In his propositions for Build Back Better, Clinton stated that “disasters and the response to them can exacerbate existing patterns of vulnerability and discrimination within societies” and that “it is incumbent upon governments, donors, and assistance providers to ensure that relief and recovery efforts do not exacerbate historic patterns of vulnerability, discrimination, and disadvantage.” But is this possible in a society based on neoliberal values that do not coexist well with the values of equality? Here, a famous phrase that states neoliberalism is socialism for few and hardcore capitalism for many comes to mind.  

Treated as apolitical, Build Back Better is enclaved as a non-political matter, whereas in reality it relies on markets and re-establishes the existing status quo, given that governments need to lead the way. This process re-inserts, or introduces, neoliberal capitalism rather than seeking any alternative. It is also a process of re-establishing “normality,” in which “normal” refers to the hegemonic social structures by which certain subjects are rendered “normal” and “natural” by contrasting them with other subjects deemed “perverse” and “pathological.”

Listed entries:
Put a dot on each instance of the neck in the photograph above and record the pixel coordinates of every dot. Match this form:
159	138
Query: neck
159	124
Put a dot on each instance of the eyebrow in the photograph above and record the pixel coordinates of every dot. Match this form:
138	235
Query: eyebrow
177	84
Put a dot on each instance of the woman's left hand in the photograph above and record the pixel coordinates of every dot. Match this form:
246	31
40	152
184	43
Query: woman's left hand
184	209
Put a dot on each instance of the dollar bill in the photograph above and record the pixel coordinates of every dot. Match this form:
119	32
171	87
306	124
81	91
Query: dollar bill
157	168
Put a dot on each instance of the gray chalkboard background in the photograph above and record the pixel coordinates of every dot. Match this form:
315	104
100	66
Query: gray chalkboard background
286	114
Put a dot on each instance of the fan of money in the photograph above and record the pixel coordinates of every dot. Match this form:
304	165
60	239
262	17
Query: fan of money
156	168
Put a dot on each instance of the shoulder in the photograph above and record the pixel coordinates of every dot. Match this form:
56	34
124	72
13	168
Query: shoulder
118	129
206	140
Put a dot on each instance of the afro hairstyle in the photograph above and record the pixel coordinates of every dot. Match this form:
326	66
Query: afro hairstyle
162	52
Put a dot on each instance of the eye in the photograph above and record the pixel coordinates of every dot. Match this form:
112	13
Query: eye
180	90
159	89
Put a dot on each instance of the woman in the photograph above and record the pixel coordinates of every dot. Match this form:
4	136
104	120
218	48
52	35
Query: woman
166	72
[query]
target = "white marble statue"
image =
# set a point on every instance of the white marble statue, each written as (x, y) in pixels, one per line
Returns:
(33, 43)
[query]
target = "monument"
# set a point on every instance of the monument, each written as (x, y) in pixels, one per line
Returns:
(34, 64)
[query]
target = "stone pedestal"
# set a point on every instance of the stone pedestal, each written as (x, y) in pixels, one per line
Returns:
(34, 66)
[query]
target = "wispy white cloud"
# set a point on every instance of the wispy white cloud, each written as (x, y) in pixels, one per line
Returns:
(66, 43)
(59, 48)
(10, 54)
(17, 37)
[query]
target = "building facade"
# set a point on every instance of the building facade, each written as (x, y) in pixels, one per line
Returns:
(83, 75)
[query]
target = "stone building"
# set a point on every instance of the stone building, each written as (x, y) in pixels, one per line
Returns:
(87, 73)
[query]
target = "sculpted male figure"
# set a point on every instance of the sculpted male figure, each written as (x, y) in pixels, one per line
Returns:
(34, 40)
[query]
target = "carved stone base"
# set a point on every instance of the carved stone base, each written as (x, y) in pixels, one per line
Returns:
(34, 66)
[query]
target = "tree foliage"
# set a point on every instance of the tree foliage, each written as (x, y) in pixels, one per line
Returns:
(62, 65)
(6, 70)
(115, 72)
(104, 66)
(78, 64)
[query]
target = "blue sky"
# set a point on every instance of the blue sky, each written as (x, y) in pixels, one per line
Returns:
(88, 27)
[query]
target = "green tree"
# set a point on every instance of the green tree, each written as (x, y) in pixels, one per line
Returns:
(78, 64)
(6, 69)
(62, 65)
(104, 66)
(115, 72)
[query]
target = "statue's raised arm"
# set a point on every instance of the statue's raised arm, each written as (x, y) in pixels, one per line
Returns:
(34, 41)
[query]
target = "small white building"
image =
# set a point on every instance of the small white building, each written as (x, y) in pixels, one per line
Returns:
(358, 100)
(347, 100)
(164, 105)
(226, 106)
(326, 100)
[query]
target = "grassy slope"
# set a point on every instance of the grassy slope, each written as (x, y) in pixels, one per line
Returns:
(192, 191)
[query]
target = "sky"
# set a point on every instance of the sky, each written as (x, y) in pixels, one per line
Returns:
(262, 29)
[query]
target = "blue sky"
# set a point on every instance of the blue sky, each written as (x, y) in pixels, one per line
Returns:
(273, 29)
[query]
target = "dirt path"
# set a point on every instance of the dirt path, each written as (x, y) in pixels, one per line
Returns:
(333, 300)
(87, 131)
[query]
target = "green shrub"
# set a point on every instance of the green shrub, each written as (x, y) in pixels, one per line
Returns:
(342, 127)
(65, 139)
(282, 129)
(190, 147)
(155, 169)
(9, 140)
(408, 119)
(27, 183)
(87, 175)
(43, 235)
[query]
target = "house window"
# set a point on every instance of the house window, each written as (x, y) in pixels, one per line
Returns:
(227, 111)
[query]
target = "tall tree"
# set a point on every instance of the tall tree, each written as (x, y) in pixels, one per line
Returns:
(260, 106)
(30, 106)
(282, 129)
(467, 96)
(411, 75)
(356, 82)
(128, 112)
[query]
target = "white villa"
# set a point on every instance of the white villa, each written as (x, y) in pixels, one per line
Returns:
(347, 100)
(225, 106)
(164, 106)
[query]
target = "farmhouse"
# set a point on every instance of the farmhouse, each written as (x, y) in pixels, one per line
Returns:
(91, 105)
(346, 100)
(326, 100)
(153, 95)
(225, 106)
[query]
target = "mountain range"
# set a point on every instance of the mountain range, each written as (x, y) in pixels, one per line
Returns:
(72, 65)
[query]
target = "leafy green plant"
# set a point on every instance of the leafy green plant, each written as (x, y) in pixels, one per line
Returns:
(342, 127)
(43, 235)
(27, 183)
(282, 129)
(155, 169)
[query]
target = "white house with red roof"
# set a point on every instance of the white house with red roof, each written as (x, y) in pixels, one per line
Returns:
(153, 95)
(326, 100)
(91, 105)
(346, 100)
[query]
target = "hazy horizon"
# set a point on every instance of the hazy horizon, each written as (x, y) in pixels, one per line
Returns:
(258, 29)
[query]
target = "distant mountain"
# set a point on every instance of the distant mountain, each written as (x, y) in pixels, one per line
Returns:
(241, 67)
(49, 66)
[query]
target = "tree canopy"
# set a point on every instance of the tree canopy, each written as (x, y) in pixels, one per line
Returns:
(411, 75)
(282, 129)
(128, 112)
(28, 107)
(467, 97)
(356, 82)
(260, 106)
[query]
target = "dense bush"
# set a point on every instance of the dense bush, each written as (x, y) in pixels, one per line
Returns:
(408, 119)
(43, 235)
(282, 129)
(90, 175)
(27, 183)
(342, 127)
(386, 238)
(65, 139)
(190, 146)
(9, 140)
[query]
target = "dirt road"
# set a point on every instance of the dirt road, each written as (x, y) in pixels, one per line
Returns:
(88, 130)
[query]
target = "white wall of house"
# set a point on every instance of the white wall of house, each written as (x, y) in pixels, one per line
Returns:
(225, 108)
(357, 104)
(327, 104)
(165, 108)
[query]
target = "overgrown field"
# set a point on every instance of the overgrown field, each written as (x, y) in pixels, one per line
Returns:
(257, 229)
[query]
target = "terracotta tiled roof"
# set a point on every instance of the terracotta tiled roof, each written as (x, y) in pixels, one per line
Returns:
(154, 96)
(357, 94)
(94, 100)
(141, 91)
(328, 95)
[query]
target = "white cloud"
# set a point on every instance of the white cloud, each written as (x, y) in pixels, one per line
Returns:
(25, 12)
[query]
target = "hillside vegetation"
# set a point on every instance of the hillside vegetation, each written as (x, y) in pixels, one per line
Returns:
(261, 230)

How to complete this task: Copy the full passage on Build Back Better and neoliberalism. These items were taken from a separate source.

Exercise solution:
In his propositions for Build Back Better, Clinton stated that “disasters and the response to them can exacerbate existing patterns of vulnerability and discrimination within societies” and that “it is incumbent upon governments, donors, and assistance providers to ensure that relief and recovery efforts do not exacerbate historic patterns of vulnerability, discrimination, and disadvantage.” But is this possible in a society based on neoliberal values that do not coexist well with the values of equality? Here, a famous phrase that states neoliberalism is socialism for few and hardcore capitalism for many comes to mind.  

Treated as apolitical, Build Back Better is enclaved as a non-political matter, whereas in reality it relies on markets and re-establishes the existing status quo, given that governments need to lead the way. This process re-inserts, or introduces, neoliberal capitalism rather than seeking any alternative. It is also a process of re-establishing “normality,” in which “normal” refers to the hegemonic social structures by which certain subjects are rendered “normal” and “natural” by contrasting them with other subjects deemed “perverse” and “pathological.”